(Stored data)
---+---
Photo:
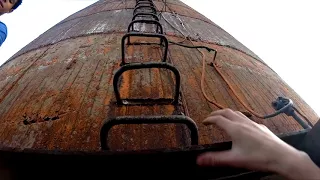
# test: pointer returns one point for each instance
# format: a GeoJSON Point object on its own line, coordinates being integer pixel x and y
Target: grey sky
{"type": "Point", "coordinates": [283, 33]}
---+---
• What you have to do
Pictures stay out; repeat all the rest of the records exactly.

• Answer to this problem
Photo:
# test: pointer returns one point for each instance
# format: a GeoJSON Point object on its own line, coordinates being integer pixel x and y
Target: grey sky
{"type": "Point", "coordinates": [283, 33]}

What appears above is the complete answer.